- READING TEXT
==========

Since the passing of what are very restrictive medical marijuana laws in NYS many are still unaware this is even an option, and even more are still unable to gain access to it. Medical marijuana by prescription and registration became legal in July of 2014. Since then physicians are left waiting on hospitals to give them the ok to begin prescribing while cancer patients are dying waiting for the medical community to catch up. Richard Kinner, a New York state cancer patient, recently asked his oncologist how to obtain a registration card and prescription for the medical marijuana he hoped would help him fight stage four esophageal cancer. Mr. Kinner was informed by his oncologist that he would be unable to help fulfill this request because the doctor still had yet to complete the four-hour course needed to become a recommending doctor. The four-hour NYSDOH approved course is provided by TheAnswerPage, an established online medical education site, and includes the following topics: the pharmacology of marijuana; contraindications; side effects; adverse reactions; overdose prevention; drug interactions; dosing; routes of administration; risks and benefits; warnings and precautions; and abuse and dependence. The online course will cost $249 to take. Successful completion of the course will provide 4.5 hours of CME credits.
Richard’s son Thurmon wanted to know what the hold-up was, so he asked. The doctors reply was unfortunately typical of most medical establishments in the upstate region of New York. The doctor stated he was not yet prepared to finish the course because the hospital had not come to the decision whether or not to affiliate themselves with recommending medical marijuana to patients in need. As strict as New York’s laws on medical marijuana, and given the limited number of dispensaries in the state, it leads you to wonder why? In fact, under the new law, medical marijuana has stricter regulations than any other medications that are habitually prescribed within the state. The doctor had said the hospital had felt there was not enough scientific background testing in humans to support prescribing this medication. Richard’s physician, however, stated he felt it would be helpful in treating his condition and was willing to help Mr. Kinner locate a doctor who would able to help him with this.
Guthrie Health Care Systems has locations in Northern Pennslyvania and Southern Central New York State, seeing on average 1,000,000 patients throughout twenty-three communities and employing nearly 295 physicians. Guthrie posts on their website that their mission is to work with the communities they serve to help each person attain optimal, life-long health and well-being. They state: We will do so by providing integrated, clinically-advanced services that prevent, diagnose, and treat disease, within an environment of compassion, learning, and discovery. That’s 295 doctors who will NOT be able to help each person obtain optimal, life-long health and well-being.Twenty-three communities whose sick are dying every day. The entire portion of northern Pennsylvania and Southern central New York state are waiting for this hospital to stand by their own words.
For patients like Rick Kinner and his family these hospital “concerns” of an appropriate amount of scientific background or testing on humans seems a little sketchy, considering the extensive amount of information recommending doctors need to learn during their four-hour course. WENY, a TV station located in Elmira NY, a small town serviced by Guthrie Healthcare recently reported Elmira ranked number one in the southern tier for prescription opioid pill abuse. The study had estimated that more than 55% of the Elmira population that receives prescription pain killers abuse the drugs they are prescribed by doctors. Elmira residents commented on the Facebook post, calling for safer alternatives to pain management asking for more relaxed laws on medical marijuana and more ailments be added to the list of approved ailments. However, under the current plan Guthrie has in place, if NY were to add any new illness to the current medical marijuana law it would do nothing to slow the abuse rate, as they are still on the fence for recommending medical marijuana.

==========

- PROBLEM TO WORK ON
Copy the article's passage between "Guthrie Health Care" and "their own words.", inclusive, substituting "empathy" for "compassion". The rows come from a source separate from the article.

Items listed in a dataset
==========

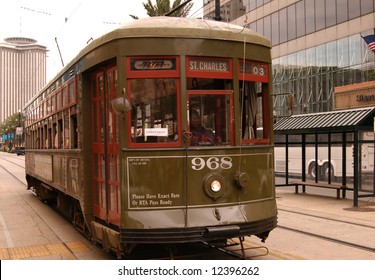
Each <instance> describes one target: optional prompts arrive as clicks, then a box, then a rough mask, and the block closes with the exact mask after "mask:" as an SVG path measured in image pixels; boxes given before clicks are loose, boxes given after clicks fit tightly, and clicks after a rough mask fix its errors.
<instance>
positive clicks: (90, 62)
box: [24, 17, 277, 255]
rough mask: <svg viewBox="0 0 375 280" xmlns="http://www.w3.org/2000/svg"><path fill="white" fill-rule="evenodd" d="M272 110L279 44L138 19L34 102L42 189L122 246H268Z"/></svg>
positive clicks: (92, 42)
mask: <svg viewBox="0 0 375 280" xmlns="http://www.w3.org/2000/svg"><path fill="white" fill-rule="evenodd" d="M272 112H273V110H272V97H271V53H270V42H269V40H267V39H266V38H264V37H263V36H261V35H259V34H257V33H256V32H254V31H252V30H250V29H248V28H244V27H241V26H236V25H232V24H228V23H224V22H217V21H210V20H201V19H188V18H176V17H151V18H147V19H139V20H135V21H133V22H131V23H128V24H125V25H123V26H121V27H119V28H118V29H115V30H113V31H112V32H109V33H107V34H105V35H103V36H102V37H100V38H98V39H96V40H94V41H92V42H91V43H89V44H88V45H87V46H86V47H85V48H84V49H82V50H81V51H80V52H79V54H78V55H77V56H76V57H75V58H74V59H73V60H72V61H71V62H70V63H69V64H68V65H67V66H65V67H64V68H63V69H62V71H61V72H60V73H59V74H57V75H56V77H55V78H54V79H52V80H51V81H50V82H49V83H48V84H47V85H46V86H45V87H44V88H43V89H42V90H41V91H40V92H39V93H37V94H36V95H35V97H34V98H33V99H32V100H30V101H29V102H28V103H27V104H26V106H25V108H24V117H25V143H26V154H25V166H26V168H25V169H26V180H27V185H28V189H30V190H32V191H33V192H34V193H35V194H36V195H37V196H38V197H39V198H40V199H41V200H42V201H44V202H46V203H49V204H51V205H52V206H54V207H55V208H56V209H58V210H59V211H60V212H61V213H63V214H64V215H65V216H66V217H67V218H68V219H69V220H70V221H71V222H72V223H73V224H74V226H75V227H76V228H77V229H78V230H80V231H82V232H83V233H85V234H87V236H88V237H90V238H92V240H94V241H95V242H98V243H100V244H101V245H102V246H103V248H104V249H107V250H112V251H114V252H116V253H117V254H119V255H126V254H128V253H130V252H131V251H132V249H133V248H135V247H136V246H137V244H151V243H154V244H176V243H190V242H205V243H208V244H223V243H224V244H225V243H226V242H227V241H228V240H231V239H234V238H238V239H239V240H240V242H242V241H243V240H244V237H246V236H252V235H254V236H258V237H259V238H260V239H261V240H262V241H264V240H265V239H266V238H267V237H268V235H269V233H270V231H271V230H272V229H274V228H275V227H276V225H277V206H276V200H275V182H274V148H273V120H272ZM193 115H194V117H195V118H196V119H195V120H194V122H193V120H192V117H193ZM193 128H194V129H195V128H198V131H199V132H195V131H194V130H193ZM203 131H204V133H207V134H204V133H203ZM199 133H201V134H199ZM236 240H237V239H236Z"/></svg>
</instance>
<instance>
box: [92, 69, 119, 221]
mask: <svg viewBox="0 0 375 280" xmlns="http://www.w3.org/2000/svg"><path fill="white" fill-rule="evenodd" d="M116 87H117V67H116V66H110V67H107V68H105V69H100V70H98V71H96V72H94V73H92V74H91V77H90V91H91V108H92V112H91V131H92V183H93V196H94V197H93V199H94V203H93V205H94V216H95V217H97V218H99V219H101V220H103V221H106V222H107V223H110V224H114V225H119V211H120V209H119V207H120V206H119V169H118V168H119V140H118V133H117V129H116V115H115V113H114V111H113V110H112V107H111V100H112V99H113V98H114V97H115V96H116Z"/></svg>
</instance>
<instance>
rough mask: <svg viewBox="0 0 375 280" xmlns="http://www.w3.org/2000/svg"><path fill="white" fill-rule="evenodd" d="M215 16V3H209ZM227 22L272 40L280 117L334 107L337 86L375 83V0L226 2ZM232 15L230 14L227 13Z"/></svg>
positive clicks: (274, 72) (266, 0)
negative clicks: (374, 80) (288, 106)
mask: <svg viewBox="0 0 375 280" xmlns="http://www.w3.org/2000/svg"><path fill="white" fill-rule="evenodd" d="M205 4H206V5H205V12H204V14H205V17H212V15H213V11H214V1H206V3H205ZM221 4H222V5H221V10H222V11H224V13H223V12H222V20H228V21H230V22H232V23H236V24H238V25H242V26H247V27H249V28H251V29H253V30H256V31H257V32H259V33H261V34H263V35H264V36H265V37H267V38H268V39H270V40H271V43H272V58H273V93H274V94H275V98H274V108H275V114H276V118H278V117H282V116H285V115H288V114H290V110H289V109H288V107H287V101H288V98H287V97H288V94H291V95H292V96H293V101H294V106H293V113H294V114H301V113H314V112H324V111H330V110H333V109H335V95H334V92H335V88H336V87H339V86H346V85H351V84H358V83H363V82H368V81H373V80H375V67H374V53H373V52H372V51H371V50H370V49H369V48H368V46H367V45H366V43H365V42H364V40H363V39H362V37H361V36H365V35H369V34H374V28H375V1H374V0H356V1H352V0H282V1H281V0H227V1H225V0H224V1H223V0H221ZM228 11H230V13H228Z"/></svg>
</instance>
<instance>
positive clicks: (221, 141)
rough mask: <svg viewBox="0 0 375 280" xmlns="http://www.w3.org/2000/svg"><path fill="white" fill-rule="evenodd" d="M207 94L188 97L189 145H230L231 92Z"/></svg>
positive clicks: (195, 95)
mask: <svg viewBox="0 0 375 280" xmlns="http://www.w3.org/2000/svg"><path fill="white" fill-rule="evenodd" d="M208 92H209V94H199V93H194V94H190V95H189V102H188V108H189V113H188V117H189V119H188V121H189V132H190V133H189V135H190V137H189V143H190V145H191V146H216V145H230V144H231V135H232V133H231V118H230V116H231V96H232V95H231V93H232V91H208ZM215 92H216V94H215Z"/></svg>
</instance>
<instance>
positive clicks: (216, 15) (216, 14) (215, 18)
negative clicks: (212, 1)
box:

==========

- OUTPUT FOR THIS TASK
Guthrie Health Care Systems has locations in Northern Pennslyvania and Southern Central New York State, seeing on average 1,000,000 patients throughout twenty-three communities and employing nearly 295 physicians. Guthrie posts on their website that their mission is to work with the communities they serve to help each person attain optimal, life-long health and well-being. They state: We will do so by providing integrated, clinically-advanced services that prevent, diagnose, and treat disease, within an environment of empathy, learning, and discovery. That’s 295 doctors who will NOT be able to help each person obtain optimal, life-long health and well-being.Twenty-three communities whose sick are dying every day. The entire portion of northern Pennsylvania and Southern central New York state are waiting for this hospital to stand by their own words.